:: Information shown

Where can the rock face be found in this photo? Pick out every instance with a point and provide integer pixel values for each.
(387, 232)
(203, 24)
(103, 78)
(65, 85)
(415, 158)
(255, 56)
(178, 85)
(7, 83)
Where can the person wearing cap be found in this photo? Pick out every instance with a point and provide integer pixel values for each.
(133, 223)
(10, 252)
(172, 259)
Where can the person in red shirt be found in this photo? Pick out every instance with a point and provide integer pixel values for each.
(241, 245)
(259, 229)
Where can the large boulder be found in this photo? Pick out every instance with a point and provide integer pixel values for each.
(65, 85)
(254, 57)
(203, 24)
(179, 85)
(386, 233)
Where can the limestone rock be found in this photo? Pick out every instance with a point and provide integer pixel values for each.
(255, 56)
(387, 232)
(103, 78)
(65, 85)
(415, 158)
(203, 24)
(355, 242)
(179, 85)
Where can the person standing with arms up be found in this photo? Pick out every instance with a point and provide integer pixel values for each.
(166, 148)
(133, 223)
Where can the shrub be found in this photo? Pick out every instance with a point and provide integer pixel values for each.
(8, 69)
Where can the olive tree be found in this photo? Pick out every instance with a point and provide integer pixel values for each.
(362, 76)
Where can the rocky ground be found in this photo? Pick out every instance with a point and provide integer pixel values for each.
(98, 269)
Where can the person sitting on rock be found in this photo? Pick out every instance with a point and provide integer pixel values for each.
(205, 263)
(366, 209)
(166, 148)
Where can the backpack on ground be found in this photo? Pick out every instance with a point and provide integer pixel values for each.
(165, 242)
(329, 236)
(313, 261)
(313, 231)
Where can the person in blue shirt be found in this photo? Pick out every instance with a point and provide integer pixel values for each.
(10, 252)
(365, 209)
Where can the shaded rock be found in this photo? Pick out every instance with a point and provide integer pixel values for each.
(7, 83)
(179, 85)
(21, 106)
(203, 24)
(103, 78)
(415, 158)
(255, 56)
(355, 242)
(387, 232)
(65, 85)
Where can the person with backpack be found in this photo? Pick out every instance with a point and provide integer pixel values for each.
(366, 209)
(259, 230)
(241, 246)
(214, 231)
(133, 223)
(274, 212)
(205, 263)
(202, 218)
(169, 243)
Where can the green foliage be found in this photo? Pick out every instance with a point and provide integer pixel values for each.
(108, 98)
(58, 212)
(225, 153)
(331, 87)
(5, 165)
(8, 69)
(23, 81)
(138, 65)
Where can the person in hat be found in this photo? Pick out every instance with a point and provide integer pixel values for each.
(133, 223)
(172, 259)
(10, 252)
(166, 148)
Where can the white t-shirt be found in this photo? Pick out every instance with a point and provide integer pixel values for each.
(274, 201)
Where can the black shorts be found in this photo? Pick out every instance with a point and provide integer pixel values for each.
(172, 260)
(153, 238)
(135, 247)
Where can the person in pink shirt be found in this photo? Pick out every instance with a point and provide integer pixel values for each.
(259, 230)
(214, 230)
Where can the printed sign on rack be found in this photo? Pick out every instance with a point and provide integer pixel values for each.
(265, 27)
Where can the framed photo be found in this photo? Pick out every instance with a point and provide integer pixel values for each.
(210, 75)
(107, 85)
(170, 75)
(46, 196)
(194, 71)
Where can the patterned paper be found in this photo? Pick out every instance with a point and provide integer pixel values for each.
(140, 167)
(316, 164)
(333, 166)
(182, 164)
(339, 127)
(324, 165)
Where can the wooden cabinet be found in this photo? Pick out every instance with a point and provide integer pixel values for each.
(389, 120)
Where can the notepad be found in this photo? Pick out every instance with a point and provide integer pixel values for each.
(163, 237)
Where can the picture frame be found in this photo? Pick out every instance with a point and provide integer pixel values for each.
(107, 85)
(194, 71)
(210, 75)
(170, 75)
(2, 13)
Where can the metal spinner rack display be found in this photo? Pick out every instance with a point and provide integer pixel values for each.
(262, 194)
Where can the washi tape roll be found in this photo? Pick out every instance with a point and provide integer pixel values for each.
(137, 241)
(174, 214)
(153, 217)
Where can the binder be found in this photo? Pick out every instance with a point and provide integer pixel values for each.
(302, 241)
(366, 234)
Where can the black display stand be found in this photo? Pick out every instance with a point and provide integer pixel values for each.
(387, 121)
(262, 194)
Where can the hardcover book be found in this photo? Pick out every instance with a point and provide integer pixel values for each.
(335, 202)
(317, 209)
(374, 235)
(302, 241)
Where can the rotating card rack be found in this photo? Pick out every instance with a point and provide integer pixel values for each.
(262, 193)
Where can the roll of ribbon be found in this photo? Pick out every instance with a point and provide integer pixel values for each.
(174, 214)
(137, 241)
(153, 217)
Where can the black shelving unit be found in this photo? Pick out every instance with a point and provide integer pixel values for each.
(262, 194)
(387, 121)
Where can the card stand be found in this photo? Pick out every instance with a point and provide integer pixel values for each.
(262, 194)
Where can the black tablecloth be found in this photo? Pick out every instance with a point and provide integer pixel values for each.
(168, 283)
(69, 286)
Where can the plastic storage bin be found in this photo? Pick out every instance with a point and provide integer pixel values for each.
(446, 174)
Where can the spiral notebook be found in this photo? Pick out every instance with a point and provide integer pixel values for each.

::::

Type out the entries once more, precisely.

Where can the rock face be found in this photo? Pick out every instance with a point and provide integer pixel values for each.
(387, 232)
(203, 24)
(103, 78)
(65, 85)
(415, 158)
(255, 56)
(178, 85)
(7, 83)
Where can the person wearing cap be found in this photo? Pick out every instance with a point and provide integer pixel values for each.
(133, 223)
(10, 252)
(172, 259)
Where can the person in red shirt be found in this photo? Pick out every instance with a point and provide integer pixel values for each.
(241, 245)
(259, 229)
Where can the large boulder be found in this photo? Pick out every instance with a point and provide integer pixel values for each.
(65, 85)
(254, 57)
(203, 24)
(179, 85)
(386, 233)
Where can the limestone rock be found in this photo? Pick out every instance with a point and provide integer pixel values for each.
(255, 56)
(387, 232)
(103, 78)
(65, 85)
(415, 158)
(203, 24)
(355, 242)
(179, 85)
Where can the person standing with arms up be found in this photo? Pick out every instance with a point and provide integer pixel values for each.
(166, 148)
(133, 223)
Where can the shrub be found in this photo? Pick out every instance with a point and provide integer pixel values for each.
(8, 69)
Where can the olive tree be found in this photo? Pick out every instance with a point and provide integer pixel values for each.
(362, 76)
Where can the rocky ground be found in this photo? Pick out every instance with a point and provide integer pixel values for each.
(98, 269)
Where can the person sitting on rock be found in this photo? Pick out every instance with a point and provide integer pixel values for each.
(205, 263)
(366, 209)
(166, 148)
Where can the backpack on ground be found in this photo? Pick out every instance with a point and provide integer pixel values for each.
(165, 242)
(329, 236)
(313, 261)
(313, 231)
Where can the person in blue shirt be found in this photo? Pick out every instance with a point and provide integer pixel values for each.
(10, 252)
(365, 209)
Where can the shaded rock be found in this photo? Pick out every instance with a point and provide integer pixel values for each.
(7, 83)
(179, 85)
(21, 106)
(203, 24)
(103, 78)
(415, 158)
(255, 56)
(355, 242)
(387, 232)
(65, 85)
Where can the person with backpack be found in this photo? Pick out every instance with a point and provide integer pixel values for each.
(366, 209)
(259, 230)
(241, 246)
(214, 231)
(133, 223)
(274, 212)
(205, 263)
(202, 218)
(169, 243)
Where can the green foliage be found in this photo? Pick out every instance with a point and provide integer pixel values for each.
(108, 98)
(58, 212)
(225, 153)
(331, 87)
(5, 165)
(8, 69)
(23, 81)
(138, 65)
Where can the person in hat be found in this photo? Pick out every instance with a point and provide integer pixel values for each.
(133, 223)
(172, 259)
(10, 252)
(166, 148)
Where can the white t-shirt be found in this photo? Pick out every instance with a point and provide integer pixel values for each.
(274, 201)
Where can the black shorts be found in this photo? Pick out every instance with a point and provide integer pixel values for each.
(172, 260)
(153, 238)
(135, 247)
Where can the person in pink shirt be found in this photo? Pick out every instance with a point and provide integer pixel values for each.
(259, 230)
(214, 230)
Where can the printed sign on rack be found in this photo? Pick out every instance with a point and provide integer pixel values for each.
(265, 27)
Where can the framed photo be found in this photo? Pick out every instance with a point and provide integer pixel values for each.
(210, 75)
(107, 85)
(170, 75)
(46, 196)
(194, 71)
Where can the patterned paper be found in this photo? Pick out every instance with a point and provide integer pixel values for each.
(140, 167)
(316, 164)
(333, 166)
(182, 164)
(339, 127)
(324, 165)
Where can the wooden cabinet be found in this photo? Pick out every instance with a point and provide integer pixel values for each.
(389, 120)
Where can the notepad be found in this photo? Pick out every instance with a point and provide integer pixel values for each.
(163, 237)
Where can the picture frame be found in this photo? Pick out every instance with a point and provide integer pixel values for each.
(107, 85)
(194, 71)
(210, 75)
(170, 75)
(2, 13)
Where can the metal spinner rack display be found in this photo? Pick out every instance with a point and provide integer pixel values for each.
(262, 194)
Where can the washi tape roll be found in this photo? Pick out every instance with a point and provide integer pixel values for each.
(137, 241)
(174, 214)
(153, 217)
Where can the binder be found in this photo? Pick out every instance with a point and provide integer pixel values for each.
(302, 241)
(366, 234)
Where can the black display stand be found in this photo? Pick out every instance with a point and provide integer pixel values for each.
(387, 121)
(262, 194)
Where can the hardcover book be found in this photo? Pick out every instance with a point and provide integer pixel values for each.
(335, 202)
(317, 209)
(374, 235)
(302, 241)
Where can the rotating card rack be found in this photo? Pick out every instance with a point and provide integer pixel values for each.
(262, 193)
Where can the roll of ribbon be found in this photo? Pick out every instance with a point and provide integer pixel values for each.
(174, 214)
(137, 241)
(153, 217)
Where can the black shelving unit be found in this photo? Pick out every instance with a point and provide integer pixel values for each.
(262, 194)
(387, 121)
Where can the card stand be found in this photo? Pick out every instance with a point and provide integer pixel values for each.
(262, 194)
Where can the black tablecloth be found in this photo? Pick out every instance with a point and provide integer pixel values for each.
(168, 283)
(69, 286)
Where can the plastic storage bin be found in this photo? Pick out every instance with a point and provide integer pixel values for each.
(446, 174)
Where can the spiral notebook be found in this photo? Pick out every instance with a point and provide integer pixel values for each.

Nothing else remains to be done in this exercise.